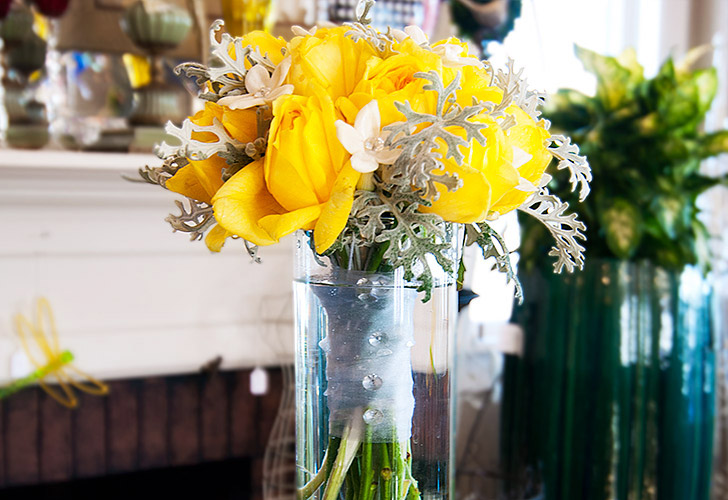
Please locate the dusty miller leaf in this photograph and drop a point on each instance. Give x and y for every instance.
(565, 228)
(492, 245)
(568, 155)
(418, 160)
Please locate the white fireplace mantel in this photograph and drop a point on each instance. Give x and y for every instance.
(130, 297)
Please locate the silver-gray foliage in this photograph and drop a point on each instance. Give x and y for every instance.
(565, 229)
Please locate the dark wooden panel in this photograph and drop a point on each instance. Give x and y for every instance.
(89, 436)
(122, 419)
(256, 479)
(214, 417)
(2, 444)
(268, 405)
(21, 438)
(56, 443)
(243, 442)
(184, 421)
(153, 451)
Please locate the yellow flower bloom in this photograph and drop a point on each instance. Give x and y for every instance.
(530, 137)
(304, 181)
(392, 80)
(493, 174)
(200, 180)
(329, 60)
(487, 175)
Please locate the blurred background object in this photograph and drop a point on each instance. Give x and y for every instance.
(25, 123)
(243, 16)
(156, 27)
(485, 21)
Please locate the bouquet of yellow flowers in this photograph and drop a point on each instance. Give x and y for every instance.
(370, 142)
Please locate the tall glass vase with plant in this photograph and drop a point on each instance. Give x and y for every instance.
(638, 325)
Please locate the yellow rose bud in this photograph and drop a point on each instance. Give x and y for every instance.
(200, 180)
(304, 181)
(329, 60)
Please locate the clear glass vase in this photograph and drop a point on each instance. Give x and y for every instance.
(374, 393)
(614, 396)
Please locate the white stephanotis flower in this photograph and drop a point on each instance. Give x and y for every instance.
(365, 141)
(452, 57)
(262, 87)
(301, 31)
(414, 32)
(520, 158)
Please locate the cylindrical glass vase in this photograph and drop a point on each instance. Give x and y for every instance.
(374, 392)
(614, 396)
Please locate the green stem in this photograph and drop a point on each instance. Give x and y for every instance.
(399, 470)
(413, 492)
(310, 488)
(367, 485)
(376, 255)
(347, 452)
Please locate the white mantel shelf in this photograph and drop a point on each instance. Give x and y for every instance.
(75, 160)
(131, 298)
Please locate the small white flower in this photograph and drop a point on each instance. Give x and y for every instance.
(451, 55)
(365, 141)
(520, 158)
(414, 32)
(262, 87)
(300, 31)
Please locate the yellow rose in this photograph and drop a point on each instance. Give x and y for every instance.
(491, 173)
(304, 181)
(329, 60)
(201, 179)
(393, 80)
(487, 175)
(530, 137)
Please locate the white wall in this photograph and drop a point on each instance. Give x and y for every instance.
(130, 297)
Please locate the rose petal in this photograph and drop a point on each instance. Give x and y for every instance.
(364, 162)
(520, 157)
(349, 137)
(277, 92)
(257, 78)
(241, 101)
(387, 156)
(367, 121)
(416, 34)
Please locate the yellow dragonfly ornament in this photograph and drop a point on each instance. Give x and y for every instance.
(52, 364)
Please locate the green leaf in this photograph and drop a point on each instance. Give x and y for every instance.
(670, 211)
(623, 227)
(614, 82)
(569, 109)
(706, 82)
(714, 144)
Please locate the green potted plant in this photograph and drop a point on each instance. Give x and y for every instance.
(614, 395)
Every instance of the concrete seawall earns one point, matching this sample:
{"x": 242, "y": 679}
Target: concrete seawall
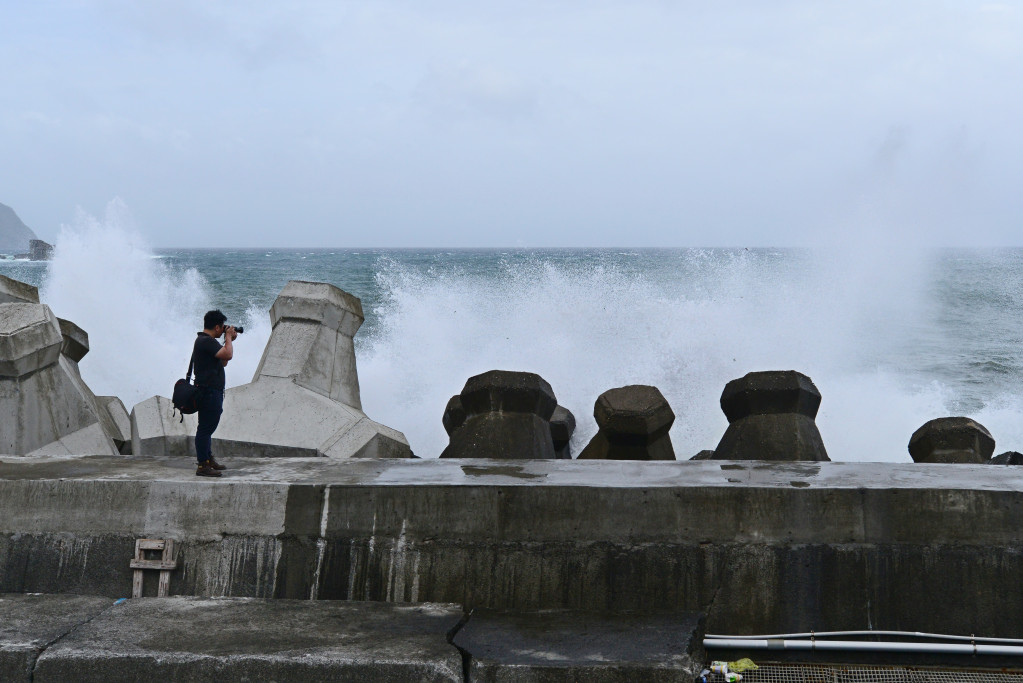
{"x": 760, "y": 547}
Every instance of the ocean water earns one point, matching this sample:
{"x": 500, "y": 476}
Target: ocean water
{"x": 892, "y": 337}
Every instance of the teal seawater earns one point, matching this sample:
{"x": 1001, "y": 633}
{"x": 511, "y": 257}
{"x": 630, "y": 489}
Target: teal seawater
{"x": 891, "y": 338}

__Problem to work on__.
Please print each of the records word for word, keeping the pictures out.

__Result below__.
Please locate the dusty miller leaf in this photograph and drop a point on each instance. Give x and y for every instance.
(565, 228)
(492, 245)
(568, 155)
(418, 160)
Please locate the white fireplace mantel in this photograph and drop a point on each instance. Give x and y for every instance.
(130, 297)
Please locate the silver-gray foliage in this photograph and drop a point on each instance. Give x and y for every instance.
(565, 229)
Please locate the dark wooden panel in this photograph and drop a point on each instance. Give x and y for every instance.
(89, 436)
(122, 419)
(256, 479)
(214, 417)
(2, 444)
(268, 405)
(21, 438)
(56, 443)
(243, 442)
(184, 421)
(153, 451)
Please locate the yellow flower bloom in this photograph and drop a point on each instance. Give x and y for every instance.
(530, 137)
(304, 181)
(392, 80)
(493, 174)
(200, 180)
(329, 60)
(487, 175)
Please locate the blurred background object in this photograph and drop a point on each instance. Give x and y for every instance.
(25, 123)
(243, 16)
(156, 27)
(485, 21)
Please locate the bouquet of yellow flowers in this photograph and drop a point on each instance. Give x and y for every instance.
(370, 142)
Please locate the tall glass vase with plant in this photograph and drop a point on each instance. Give x and y for every instance.
(638, 325)
Please locate the yellow rose bud in this photograph and drop a point on each instance. Give x and y for every instance.
(200, 180)
(304, 181)
(329, 60)
Please locate the clear glass vase in this photograph and drop a point on each instance. Give x and y for every instance.
(374, 393)
(614, 396)
Please locate the white stephanotis flower in this photograph and drop a point on each instance. Give x and y for every instance.
(365, 141)
(452, 57)
(262, 87)
(301, 31)
(414, 32)
(520, 158)
Please locate the cylindrical glass vase in this photograph and drop a point on each instance. Give x and y for every instance.
(374, 392)
(614, 396)
Please locate the green stem in this photograph and drop a point on each instance. Give x and y for every instance.
(399, 470)
(413, 492)
(310, 488)
(367, 485)
(376, 255)
(347, 452)
Please locate the white mantel shelf in this photograph and drop a point on each instance. Give x and y for every instance.
(75, 160)
(131, 298)
Please locate the small white flower in this photograph and drop a point on each instance. Give x and y for every instance.
(451, 55)
(365, 141)
(520, 158)
(414, 32)
(262, 87)
(300, 31)
Please locate the yellow rose in this photograph and drop a point on each instance. Give x and y for every instance.
(491, 173)
(304, 181)
(329, 60)
(201, 179)
(393, 80)
(487, 175)
(530, 137)
Please locate the white wall in this photograph and drop a point on each instance. Give x and y for every instance.
(130, 297)
Please locate the rose petal in this photograph and drop a point on each instance. Give x and y for every instance.
(364, 162)
(520, 157)
(349, 137)
(277, 92)
(257, 78)
(241, 101)
(387, 156)
(367, 121)
(416, 34)
Please locate the yellow dragonfly ornament in this photograph and drop a point on each instance. Give x and y for every instance.
(52, 364)
Please locate the green leaf in this photograph and drop a point on each instance. Give x and y for every instance.
(670, 211)
(623, 227)
(614, 82)
(569, 109)
(706, 82)
(714, 144)
Please locate the green potted plant in this photograph and drop a point on each instance. Give x and y for every instance.
(614, 395)
Every instance of the concrete seawall earns one point, matching this sample:
{"x": 242, "y": 679}
Target: concrete seawall
{"x": 760, "y": 547}
Every instance of the ocean water earns one point, matching this sample:
{"x": 500, "y": 476}
Target: ocean water
{"x": 892, "y": 337}
Every instance of the teal seawater earns one point, matching this sample:
{"x": 1001, "y": 633}
{"x": 511, "y": 257}
{"x": 630, "y": 489}
Target: teal seawater
{"x": 891, "y": 338}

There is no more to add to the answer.